:: What is needed ::
Could you set out the lines of the data below as a numbered list, running from the line with "Expected behaviour: mark a point on the pebble, one" to the line with "[[421, 728]]", both of those lines included and blank lines left out?

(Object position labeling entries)
..........
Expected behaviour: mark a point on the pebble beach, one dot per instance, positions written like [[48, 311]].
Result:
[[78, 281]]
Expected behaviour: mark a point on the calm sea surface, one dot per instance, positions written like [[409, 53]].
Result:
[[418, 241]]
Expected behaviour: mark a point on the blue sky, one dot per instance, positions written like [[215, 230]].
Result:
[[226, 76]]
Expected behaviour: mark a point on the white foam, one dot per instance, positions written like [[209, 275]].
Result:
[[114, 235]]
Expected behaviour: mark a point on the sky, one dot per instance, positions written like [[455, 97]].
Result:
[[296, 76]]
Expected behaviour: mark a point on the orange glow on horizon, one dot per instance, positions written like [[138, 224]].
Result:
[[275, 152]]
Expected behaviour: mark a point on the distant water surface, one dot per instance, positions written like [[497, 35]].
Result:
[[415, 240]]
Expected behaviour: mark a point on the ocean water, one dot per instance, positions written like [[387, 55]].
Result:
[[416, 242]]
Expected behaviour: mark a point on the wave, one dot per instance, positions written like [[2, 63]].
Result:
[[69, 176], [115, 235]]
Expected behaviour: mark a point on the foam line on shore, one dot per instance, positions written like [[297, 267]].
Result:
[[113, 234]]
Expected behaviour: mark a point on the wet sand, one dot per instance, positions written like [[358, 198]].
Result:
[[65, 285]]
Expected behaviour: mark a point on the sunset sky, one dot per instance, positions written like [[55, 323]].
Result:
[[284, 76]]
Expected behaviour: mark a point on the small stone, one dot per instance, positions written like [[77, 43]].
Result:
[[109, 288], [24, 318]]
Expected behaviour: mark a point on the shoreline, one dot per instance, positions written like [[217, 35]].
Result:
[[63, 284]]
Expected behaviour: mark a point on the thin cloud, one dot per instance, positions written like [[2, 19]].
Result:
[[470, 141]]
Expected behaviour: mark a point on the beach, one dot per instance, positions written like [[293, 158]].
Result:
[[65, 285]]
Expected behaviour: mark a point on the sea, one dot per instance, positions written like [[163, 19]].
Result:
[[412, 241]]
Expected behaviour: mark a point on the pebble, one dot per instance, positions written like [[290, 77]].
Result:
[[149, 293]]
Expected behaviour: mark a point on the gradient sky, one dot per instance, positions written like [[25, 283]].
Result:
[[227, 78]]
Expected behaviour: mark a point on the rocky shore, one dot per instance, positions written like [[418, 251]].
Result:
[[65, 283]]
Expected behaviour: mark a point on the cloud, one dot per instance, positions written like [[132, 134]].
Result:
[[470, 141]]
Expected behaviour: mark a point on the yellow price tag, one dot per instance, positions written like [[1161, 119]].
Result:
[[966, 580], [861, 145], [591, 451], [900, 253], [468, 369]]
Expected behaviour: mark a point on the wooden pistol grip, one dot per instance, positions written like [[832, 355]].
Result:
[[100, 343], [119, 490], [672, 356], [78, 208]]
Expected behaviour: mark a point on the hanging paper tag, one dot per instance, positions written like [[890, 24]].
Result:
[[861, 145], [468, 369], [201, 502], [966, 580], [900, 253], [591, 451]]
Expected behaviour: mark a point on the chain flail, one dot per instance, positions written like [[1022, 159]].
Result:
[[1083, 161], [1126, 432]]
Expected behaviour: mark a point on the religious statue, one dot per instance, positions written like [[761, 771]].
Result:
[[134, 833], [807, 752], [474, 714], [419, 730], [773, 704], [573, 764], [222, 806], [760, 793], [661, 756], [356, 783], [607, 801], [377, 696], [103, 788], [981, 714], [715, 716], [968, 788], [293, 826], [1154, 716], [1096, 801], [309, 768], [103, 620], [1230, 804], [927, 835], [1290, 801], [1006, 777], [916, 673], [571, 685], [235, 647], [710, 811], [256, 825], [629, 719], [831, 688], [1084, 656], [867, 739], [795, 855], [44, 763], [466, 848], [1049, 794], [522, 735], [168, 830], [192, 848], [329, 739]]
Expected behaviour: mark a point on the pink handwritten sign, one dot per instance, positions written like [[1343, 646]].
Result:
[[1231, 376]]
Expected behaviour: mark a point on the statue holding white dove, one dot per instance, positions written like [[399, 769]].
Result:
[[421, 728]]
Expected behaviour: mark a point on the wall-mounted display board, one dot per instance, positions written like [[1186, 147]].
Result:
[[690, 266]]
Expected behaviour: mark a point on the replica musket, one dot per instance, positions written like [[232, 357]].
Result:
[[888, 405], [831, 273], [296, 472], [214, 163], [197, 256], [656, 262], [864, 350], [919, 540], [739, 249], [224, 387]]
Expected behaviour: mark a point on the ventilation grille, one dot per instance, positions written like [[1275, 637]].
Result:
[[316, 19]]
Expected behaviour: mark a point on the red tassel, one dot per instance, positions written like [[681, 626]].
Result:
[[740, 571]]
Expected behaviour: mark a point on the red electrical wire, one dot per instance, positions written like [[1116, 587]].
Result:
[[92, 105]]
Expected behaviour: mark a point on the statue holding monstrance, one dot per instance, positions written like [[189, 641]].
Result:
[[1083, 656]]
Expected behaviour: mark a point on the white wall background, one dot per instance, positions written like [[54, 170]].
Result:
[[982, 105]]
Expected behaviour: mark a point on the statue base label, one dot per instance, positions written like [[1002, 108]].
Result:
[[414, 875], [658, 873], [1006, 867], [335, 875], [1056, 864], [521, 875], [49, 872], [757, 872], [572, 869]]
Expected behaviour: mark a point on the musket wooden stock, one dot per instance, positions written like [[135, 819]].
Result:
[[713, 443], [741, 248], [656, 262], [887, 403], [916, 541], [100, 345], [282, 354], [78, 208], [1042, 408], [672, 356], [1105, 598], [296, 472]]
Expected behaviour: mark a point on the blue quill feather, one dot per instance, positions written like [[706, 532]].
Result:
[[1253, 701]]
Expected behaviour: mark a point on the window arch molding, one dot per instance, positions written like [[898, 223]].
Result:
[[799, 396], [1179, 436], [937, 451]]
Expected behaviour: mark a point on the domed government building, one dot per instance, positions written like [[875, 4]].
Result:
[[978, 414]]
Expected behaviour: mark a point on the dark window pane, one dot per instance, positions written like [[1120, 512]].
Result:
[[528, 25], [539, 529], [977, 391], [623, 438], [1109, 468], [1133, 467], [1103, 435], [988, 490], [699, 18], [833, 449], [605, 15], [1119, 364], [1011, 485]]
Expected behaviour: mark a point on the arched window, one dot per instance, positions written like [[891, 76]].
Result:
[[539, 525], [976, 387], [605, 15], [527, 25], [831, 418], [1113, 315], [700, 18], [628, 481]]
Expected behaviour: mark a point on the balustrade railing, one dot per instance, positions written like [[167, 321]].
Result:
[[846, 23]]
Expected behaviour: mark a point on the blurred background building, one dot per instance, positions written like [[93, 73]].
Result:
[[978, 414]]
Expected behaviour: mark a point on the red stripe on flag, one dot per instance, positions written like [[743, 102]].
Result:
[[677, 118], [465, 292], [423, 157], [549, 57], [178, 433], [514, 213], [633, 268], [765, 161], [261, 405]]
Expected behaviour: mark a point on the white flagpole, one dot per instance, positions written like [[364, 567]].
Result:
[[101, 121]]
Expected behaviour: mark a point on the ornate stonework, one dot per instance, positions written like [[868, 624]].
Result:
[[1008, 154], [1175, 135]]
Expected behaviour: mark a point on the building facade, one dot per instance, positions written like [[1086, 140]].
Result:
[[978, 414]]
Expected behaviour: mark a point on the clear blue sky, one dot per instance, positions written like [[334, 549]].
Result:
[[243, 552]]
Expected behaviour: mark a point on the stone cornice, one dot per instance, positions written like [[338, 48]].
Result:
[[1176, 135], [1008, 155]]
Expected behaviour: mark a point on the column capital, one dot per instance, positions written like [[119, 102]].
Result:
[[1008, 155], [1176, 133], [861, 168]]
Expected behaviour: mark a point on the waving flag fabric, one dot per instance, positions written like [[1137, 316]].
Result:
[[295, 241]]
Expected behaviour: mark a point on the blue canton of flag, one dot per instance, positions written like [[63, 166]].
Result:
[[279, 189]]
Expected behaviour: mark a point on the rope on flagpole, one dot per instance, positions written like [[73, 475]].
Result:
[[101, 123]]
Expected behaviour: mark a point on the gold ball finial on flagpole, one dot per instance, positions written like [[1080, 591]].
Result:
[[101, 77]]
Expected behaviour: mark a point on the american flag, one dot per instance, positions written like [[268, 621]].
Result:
..........
:: Final result ::
1. Expected behaviour: mark a point on the pebble, one dot per instance, positions written like [[290, 77]].
2. Result:
3. [[149, 293]]
4. Expected behaviour: mark a point on the gradient sky, one dot per instance, positions written like [[25, 283]].
5. Result:
6. [[227, 78]]
7. Expected behaviour: mark a point on the rocky shore, one dot per instance, positions written like [[418, 251]].
8. Result:
9. [[65, 283]]
10. Expected behaviour: mark a point on the cloud, one dot per instance, positions written like [[132, 134]].
11. Result:
12. [[470, 141]]
13. Expected behaviour: mark a point on the yellow price tag, one dot per instance, positions written like [[1161, 119]].
14. Result:
15. [[966, 580], [861, 145], [591, 451], [900, 253], [468, 369]]
16. Expected behaviour: mark a point on the wooden pistol grip, one dot per instance, positions written like [[832, 355]].
17. Result:
18. [[100, 343], [119, 490], [672, 356], [78, 208]]
19. Expected behaviour: mark a point on the hanging paper tag, one dot per instance, positions written like [[890, 24]].
20. Result:
21. [[861, 145], [468, 369], [201, 502], [966, 580], [900, 253], [591, 451]]
22. Expected behaviour: mark a point on the chain flail, one dot per instance, positions written like [[1022, 159]].
23. Result:
24. [[1083, 161], [1126, 432]]
25. Expected behaviour: mark a point on the religious statue, one dot per instance, positions written like [[761, 771]].
26. Result:
27. [[134, 833], [807, 752], [474, 714], [419, 730], [773, 704], [573, 764], [222, 806], [760, 793], [661, 756], [356, 783], [607, 801], [377, 696], [103, 788], [981, 714], [715, 716], [968, 788], [293, 826], [1154, 716], [1096, 801], [309, 768], [103, 620], [1230, 804], [927, 835], [1290, 801], [1006, 777], [916, 673], [571, 685], [235, 647], [710, 811], [256, 825], [629, 719], [831, 688], [1084, 656], [867, 739], [795, 855], [44, 763], [466, 848], [1049, 794], [522, 735], [168, 830], [192, 848], [329, 739]]
28. Expected behaviour: mark a point on the pink handwritten sign, one dot per instance, positions written like [[1343, 646]].
29. Result:
30. [[1231, 376]]
31. Expected behaviour: mark a point on the statue holding white dove, one dot per instance, positions written like [[399, 769]].
32. Result:
33. [[421, 728]]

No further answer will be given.